* READING TEXT:
※ ※ ※

Member of the Italian Chamber of Deputies
- In office 23 April 1992 – 14 April 1994
- Constituency: Naples
- In office 12 July 1983 – 1 July 1987
- Constituency: Naples

Personal details
- Born: 22 August 1943 (age 82) Somma Vesuviana, Naples, Italy
- Party: Italian Socialist Party
- Occupation: Professor of History and Philosophy

= Guido De Martino =

Italian politician

Guido De Martino (born Somma Vesuviana, 22 August 1943) is a former Italian politician of the Italian Socialist Party. He is also the son of the late socialist politician Francesco De Martino and was kidnapped for 40 days in 1977 by the Camorra.

== Biography ==
De Martino was born in Somma Vesuviana, Naples Italy on 22 August 1943 to the family of Francesco De Martino. He would get a degree in philosophy before going on to become a professor of history and philosophy.

※ ※ ※

* DATA PROVIDED:
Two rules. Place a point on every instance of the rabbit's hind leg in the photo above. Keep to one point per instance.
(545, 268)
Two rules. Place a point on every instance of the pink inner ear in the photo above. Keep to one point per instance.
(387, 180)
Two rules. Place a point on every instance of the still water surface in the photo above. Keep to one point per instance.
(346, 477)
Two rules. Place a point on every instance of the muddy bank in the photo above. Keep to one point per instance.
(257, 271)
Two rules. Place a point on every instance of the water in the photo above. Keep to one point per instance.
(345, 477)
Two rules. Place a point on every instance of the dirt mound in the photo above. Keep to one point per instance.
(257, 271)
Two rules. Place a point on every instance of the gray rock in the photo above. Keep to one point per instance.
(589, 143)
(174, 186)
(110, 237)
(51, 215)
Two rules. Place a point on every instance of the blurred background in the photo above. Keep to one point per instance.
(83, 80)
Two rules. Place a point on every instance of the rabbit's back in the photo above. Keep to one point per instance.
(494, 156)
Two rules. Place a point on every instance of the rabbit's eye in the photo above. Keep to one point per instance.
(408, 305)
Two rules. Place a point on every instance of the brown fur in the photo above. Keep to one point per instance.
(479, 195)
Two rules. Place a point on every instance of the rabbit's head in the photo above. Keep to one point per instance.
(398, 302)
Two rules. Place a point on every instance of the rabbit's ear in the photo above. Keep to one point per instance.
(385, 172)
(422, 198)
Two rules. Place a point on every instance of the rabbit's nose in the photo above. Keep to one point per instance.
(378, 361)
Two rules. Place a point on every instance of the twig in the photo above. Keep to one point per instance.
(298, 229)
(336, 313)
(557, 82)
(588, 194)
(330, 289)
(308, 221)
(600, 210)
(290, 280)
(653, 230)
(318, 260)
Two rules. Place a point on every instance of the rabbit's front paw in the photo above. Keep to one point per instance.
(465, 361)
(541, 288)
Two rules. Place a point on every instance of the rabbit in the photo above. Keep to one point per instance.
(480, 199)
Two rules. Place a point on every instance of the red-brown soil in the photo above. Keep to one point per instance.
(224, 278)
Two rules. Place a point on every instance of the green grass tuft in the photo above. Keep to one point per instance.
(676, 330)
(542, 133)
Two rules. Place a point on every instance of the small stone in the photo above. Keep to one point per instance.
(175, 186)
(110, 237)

※ ※ ※

* TASK PROMPT: Can you reproduce the passage of the Guido De Martino text word for word, from "Guido De Martino (born" to "history and philosophy."?

* RESPONSE BELOW:
Guido De Martino (born Somma Vesuviana, 22 August 1943) is a former Italian politician of the Italian Socialist Party. He is also the son of the late socialist politician Francesco De Martino and was kidnapped for 40 days in 1977 by the Camorra.

== Biography ==
De Martino was born in Somma Vesuviana, Naples Italy on 22 August 1943 to the family of Francesco De Martino. He would get a degree in philosophy before going on to become a professor of history and philosophy.